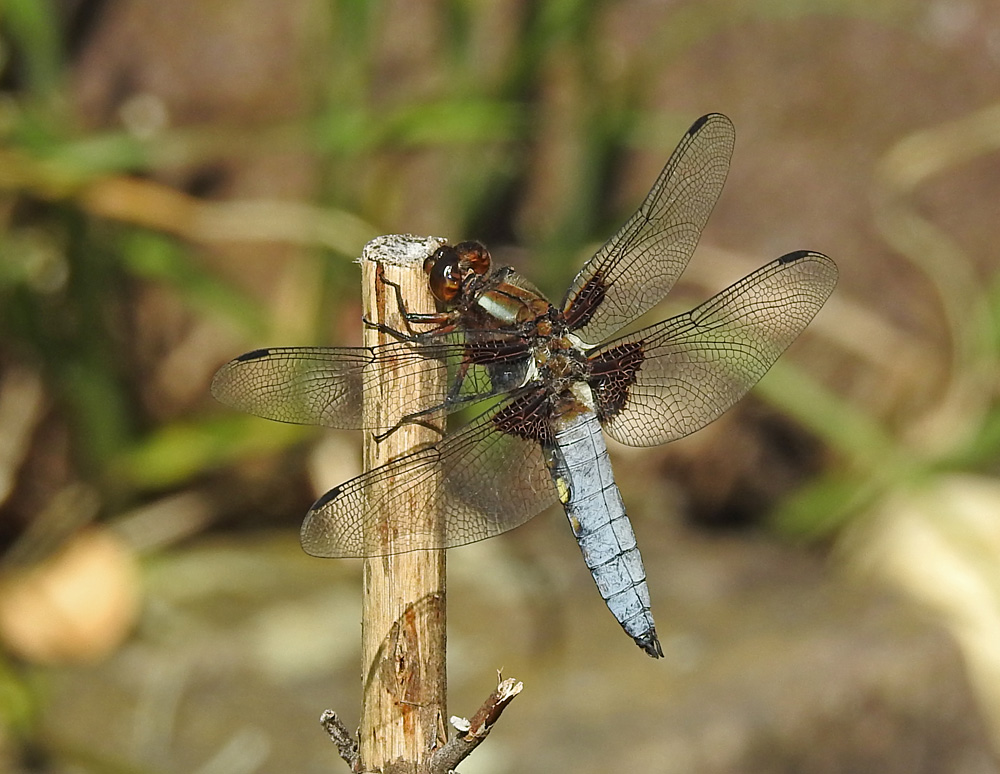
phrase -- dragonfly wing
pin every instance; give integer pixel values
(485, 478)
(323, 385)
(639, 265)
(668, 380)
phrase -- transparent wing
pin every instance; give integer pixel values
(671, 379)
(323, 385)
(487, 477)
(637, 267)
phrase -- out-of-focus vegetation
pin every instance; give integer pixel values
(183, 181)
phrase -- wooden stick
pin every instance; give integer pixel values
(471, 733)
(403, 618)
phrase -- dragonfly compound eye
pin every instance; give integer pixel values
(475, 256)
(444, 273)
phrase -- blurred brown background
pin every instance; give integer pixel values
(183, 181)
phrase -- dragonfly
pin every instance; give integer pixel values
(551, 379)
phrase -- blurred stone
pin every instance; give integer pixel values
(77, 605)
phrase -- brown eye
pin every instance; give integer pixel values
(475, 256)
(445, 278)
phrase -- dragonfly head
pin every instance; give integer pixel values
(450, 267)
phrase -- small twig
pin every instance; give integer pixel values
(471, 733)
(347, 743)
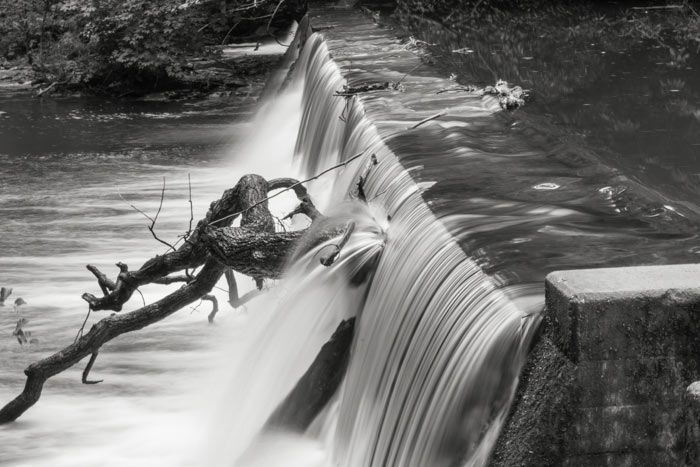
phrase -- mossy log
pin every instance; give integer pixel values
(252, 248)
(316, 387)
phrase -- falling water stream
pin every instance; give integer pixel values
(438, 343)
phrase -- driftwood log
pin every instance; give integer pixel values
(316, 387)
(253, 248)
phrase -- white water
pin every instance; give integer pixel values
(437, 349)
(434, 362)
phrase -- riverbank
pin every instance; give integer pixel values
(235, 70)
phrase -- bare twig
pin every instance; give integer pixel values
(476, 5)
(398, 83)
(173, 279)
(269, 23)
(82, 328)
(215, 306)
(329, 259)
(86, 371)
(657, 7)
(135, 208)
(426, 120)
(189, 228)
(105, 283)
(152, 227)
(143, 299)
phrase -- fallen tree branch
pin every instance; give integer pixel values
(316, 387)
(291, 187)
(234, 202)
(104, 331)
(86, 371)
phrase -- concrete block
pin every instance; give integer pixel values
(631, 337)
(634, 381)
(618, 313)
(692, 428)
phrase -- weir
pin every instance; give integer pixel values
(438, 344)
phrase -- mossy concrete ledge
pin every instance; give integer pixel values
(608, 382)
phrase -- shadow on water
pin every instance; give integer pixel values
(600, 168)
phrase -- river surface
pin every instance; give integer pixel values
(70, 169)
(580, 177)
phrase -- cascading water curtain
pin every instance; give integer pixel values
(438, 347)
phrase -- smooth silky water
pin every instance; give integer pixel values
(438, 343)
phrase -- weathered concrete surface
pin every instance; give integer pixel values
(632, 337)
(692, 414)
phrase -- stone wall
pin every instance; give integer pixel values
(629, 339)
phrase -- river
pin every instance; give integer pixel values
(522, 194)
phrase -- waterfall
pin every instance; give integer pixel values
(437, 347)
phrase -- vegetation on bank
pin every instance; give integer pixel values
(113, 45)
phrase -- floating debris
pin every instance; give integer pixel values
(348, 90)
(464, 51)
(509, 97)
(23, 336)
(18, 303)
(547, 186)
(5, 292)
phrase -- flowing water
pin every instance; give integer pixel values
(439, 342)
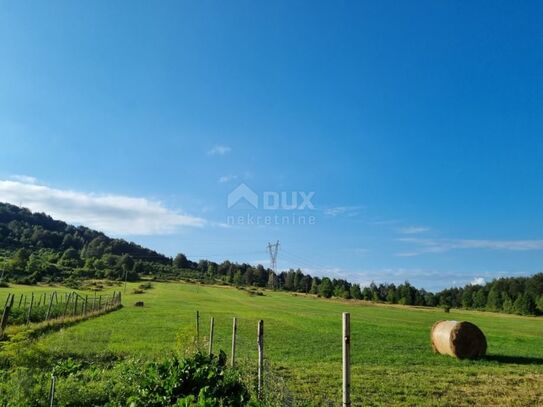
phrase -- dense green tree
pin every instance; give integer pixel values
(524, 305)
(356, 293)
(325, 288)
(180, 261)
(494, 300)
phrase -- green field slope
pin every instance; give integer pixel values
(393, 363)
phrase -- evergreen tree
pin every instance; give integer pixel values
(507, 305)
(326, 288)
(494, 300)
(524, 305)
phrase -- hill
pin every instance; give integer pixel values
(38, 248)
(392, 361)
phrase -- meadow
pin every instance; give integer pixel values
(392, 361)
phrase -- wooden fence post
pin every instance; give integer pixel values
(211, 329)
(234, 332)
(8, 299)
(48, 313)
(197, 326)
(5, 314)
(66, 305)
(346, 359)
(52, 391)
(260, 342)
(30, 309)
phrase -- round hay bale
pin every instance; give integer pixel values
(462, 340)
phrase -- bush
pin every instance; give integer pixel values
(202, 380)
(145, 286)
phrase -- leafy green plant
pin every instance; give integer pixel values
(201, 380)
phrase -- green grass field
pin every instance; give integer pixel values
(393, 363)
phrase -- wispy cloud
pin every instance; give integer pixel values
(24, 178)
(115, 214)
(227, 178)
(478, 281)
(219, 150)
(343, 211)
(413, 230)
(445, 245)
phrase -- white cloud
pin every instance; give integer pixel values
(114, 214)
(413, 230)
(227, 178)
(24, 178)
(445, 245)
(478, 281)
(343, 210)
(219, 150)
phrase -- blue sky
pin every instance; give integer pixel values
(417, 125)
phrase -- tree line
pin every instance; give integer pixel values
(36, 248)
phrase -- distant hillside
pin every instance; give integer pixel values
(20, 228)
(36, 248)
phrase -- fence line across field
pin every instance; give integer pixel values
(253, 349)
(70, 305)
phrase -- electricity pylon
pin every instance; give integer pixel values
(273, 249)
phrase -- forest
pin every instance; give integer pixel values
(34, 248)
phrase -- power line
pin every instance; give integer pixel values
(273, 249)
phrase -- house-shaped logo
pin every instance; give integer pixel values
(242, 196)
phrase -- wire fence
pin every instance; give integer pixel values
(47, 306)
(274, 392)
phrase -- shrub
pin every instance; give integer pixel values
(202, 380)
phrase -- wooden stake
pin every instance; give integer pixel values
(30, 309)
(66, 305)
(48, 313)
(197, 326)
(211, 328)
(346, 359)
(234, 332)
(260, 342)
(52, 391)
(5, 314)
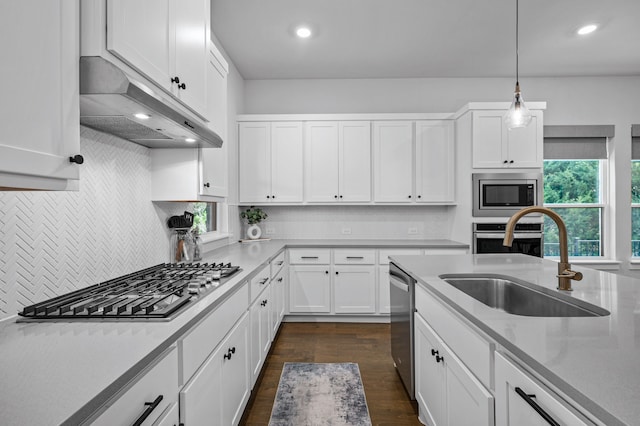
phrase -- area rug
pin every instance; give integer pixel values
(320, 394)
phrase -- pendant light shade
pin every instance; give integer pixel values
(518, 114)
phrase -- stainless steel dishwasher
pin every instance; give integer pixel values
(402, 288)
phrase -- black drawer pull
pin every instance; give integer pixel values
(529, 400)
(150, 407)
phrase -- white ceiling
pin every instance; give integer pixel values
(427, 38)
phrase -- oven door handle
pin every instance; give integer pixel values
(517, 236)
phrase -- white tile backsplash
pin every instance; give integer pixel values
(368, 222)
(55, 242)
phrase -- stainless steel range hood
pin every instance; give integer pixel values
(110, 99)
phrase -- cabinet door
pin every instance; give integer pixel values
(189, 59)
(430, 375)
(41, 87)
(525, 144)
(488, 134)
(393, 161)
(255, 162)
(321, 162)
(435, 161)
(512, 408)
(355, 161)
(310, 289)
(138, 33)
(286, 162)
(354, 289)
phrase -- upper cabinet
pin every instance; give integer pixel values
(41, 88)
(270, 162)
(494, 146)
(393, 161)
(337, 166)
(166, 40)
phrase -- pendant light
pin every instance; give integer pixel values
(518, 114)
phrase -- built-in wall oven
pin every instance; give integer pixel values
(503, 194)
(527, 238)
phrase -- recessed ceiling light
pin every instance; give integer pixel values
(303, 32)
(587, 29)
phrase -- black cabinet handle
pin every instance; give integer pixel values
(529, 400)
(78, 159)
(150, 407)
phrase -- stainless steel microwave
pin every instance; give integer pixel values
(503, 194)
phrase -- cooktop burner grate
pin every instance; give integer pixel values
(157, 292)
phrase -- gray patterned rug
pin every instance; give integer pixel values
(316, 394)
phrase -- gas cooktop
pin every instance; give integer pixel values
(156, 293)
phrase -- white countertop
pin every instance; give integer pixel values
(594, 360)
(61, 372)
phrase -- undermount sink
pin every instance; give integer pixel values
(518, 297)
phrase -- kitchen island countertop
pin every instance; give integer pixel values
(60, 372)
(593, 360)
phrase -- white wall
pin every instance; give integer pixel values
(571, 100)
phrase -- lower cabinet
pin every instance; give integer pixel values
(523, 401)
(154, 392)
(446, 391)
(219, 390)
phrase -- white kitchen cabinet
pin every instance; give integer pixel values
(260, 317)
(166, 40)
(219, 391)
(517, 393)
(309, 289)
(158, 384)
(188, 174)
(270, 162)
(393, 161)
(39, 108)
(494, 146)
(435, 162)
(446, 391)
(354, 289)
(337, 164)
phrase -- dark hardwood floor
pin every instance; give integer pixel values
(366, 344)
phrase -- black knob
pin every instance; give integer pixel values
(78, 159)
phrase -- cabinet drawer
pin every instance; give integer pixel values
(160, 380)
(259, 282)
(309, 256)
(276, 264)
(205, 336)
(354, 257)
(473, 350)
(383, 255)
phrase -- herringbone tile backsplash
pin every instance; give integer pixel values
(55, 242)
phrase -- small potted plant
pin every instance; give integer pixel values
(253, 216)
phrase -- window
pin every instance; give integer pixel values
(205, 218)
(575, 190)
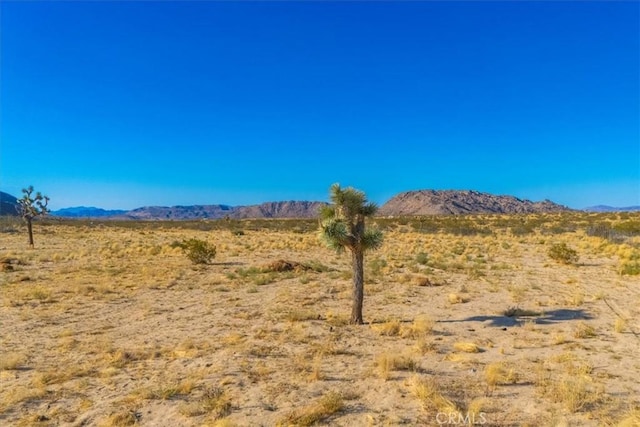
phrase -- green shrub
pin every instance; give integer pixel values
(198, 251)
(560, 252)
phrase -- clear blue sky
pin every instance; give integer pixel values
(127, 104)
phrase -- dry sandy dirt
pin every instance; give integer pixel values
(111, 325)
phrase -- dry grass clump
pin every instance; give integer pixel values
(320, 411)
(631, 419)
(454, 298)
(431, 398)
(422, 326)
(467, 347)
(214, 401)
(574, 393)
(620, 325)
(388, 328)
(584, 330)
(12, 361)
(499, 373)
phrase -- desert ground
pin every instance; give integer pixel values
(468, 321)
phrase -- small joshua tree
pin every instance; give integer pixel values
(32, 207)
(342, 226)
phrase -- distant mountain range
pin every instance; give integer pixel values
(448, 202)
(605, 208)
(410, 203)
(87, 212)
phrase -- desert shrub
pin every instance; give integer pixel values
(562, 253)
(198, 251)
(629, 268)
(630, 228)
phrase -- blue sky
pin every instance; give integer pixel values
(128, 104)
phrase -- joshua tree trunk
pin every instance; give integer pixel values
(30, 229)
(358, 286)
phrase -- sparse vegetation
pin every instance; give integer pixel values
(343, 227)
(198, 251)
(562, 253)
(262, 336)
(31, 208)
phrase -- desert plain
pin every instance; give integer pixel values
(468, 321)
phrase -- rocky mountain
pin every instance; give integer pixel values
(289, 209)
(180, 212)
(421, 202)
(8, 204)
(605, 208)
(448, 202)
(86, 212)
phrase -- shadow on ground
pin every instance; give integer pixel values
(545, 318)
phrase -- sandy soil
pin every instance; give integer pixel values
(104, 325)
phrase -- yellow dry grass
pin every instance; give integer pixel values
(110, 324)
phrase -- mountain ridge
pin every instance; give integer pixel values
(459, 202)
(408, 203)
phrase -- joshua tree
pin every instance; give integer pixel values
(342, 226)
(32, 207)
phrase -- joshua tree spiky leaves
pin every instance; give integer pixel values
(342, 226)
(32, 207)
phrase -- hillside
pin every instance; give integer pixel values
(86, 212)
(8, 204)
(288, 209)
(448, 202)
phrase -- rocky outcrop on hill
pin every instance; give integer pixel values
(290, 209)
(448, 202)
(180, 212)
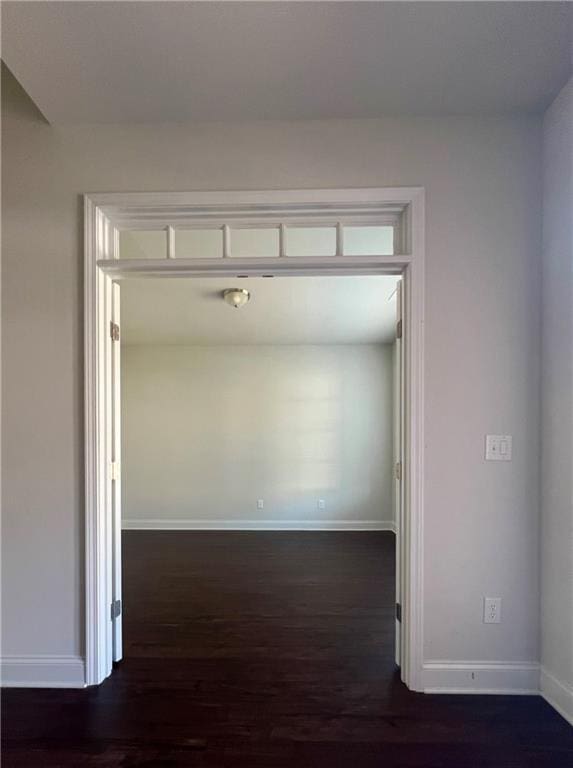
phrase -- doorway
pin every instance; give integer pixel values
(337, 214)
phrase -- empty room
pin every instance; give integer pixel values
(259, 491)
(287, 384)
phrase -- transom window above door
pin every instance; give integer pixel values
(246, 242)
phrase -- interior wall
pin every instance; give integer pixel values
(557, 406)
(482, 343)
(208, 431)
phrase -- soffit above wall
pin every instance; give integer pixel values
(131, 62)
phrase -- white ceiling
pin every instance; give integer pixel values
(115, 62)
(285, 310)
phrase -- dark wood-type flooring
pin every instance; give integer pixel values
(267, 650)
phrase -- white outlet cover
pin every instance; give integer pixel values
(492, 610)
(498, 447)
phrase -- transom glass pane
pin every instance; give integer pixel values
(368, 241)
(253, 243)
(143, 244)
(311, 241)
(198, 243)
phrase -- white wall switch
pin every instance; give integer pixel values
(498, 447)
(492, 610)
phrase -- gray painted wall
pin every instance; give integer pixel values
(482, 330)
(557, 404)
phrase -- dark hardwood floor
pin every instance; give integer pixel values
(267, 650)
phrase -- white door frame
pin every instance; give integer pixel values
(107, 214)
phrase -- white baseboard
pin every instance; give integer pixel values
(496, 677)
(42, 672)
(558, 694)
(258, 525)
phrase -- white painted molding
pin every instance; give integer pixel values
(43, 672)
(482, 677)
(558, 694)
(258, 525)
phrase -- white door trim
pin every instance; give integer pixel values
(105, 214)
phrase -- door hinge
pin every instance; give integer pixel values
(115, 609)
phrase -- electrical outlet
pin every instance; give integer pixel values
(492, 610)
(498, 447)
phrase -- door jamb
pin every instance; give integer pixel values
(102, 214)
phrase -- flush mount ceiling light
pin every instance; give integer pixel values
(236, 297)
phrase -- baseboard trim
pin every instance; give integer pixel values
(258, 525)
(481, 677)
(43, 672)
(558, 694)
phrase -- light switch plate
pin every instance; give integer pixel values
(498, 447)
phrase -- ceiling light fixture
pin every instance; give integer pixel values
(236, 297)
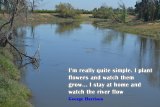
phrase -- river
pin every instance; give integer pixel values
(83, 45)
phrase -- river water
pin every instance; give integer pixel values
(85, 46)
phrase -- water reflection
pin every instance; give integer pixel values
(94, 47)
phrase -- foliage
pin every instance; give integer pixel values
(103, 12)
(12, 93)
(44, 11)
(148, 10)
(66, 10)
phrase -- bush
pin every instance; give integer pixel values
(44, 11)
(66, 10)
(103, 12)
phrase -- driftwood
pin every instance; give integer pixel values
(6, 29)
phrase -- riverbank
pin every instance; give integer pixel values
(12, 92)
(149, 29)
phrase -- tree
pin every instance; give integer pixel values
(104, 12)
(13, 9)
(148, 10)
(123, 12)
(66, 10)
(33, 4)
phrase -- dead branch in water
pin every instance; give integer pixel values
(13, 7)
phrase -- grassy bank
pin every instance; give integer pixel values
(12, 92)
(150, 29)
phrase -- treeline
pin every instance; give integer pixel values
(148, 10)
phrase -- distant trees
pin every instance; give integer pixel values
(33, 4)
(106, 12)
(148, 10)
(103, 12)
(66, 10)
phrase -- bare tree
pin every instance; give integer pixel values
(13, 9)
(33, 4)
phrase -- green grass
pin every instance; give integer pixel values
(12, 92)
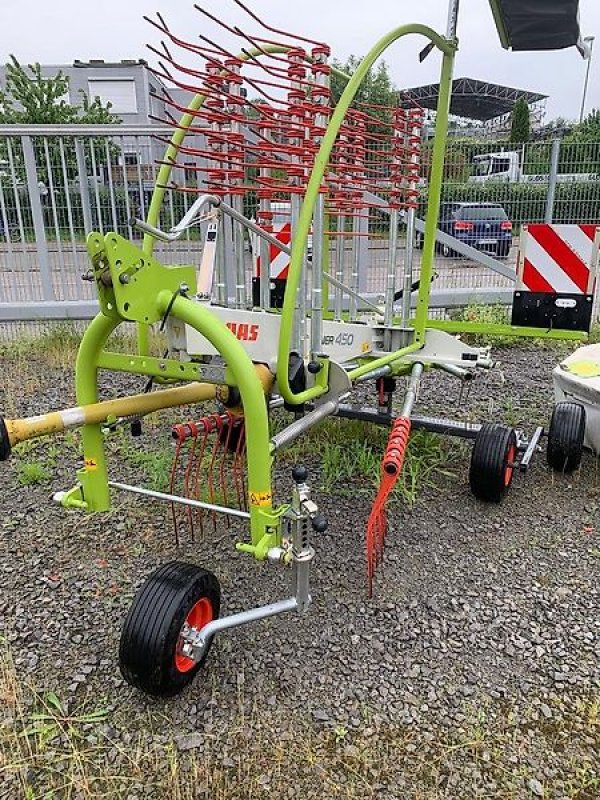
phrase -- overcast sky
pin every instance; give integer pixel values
──────────
Beginning with the line that holds "phrase -- dead branch in water", output each line to the end of the material above, exactly, omitting the pictures.

phrase -- dead branch in water
pin every instance; give integer pixel values
(13, 7)
phrase -- grassy bank
pin every instance; give integer pixel values
(12, 92)
(150, 29)
phrase -- treeline
pin every instance; give integer pixel values
(148, 10)
phrase -- distant trees
pin every instance; give integer pixel values
(33, 4)
(106, 12)
(148, 10)
(103, 12)
(66, 10)
phrase -- bare tree
pin every instance; give integer pixel values
(13, 9)
(33, 4)
phrase -- green grass
pin every instance; give integer pixel values
(12, 92)
phrase -- overcast sky
pin every instance; give integer pixel values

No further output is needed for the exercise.